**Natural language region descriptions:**
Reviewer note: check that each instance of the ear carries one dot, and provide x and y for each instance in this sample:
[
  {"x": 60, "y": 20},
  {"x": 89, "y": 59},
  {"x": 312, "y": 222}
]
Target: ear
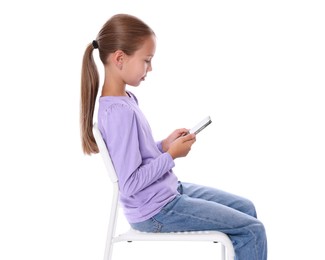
[{"x": 118, "y": 58}]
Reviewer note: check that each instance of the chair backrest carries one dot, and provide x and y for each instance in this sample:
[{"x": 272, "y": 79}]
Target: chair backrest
[{"x": 105, "y": 154}]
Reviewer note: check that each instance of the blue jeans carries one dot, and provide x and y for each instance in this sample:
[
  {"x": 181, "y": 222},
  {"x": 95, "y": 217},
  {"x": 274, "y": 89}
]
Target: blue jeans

**THE PROBLEM:**
Give the number of lines in the data that contain the string "Reviewer", and nothing else.

**TASK OUTPUT:**
3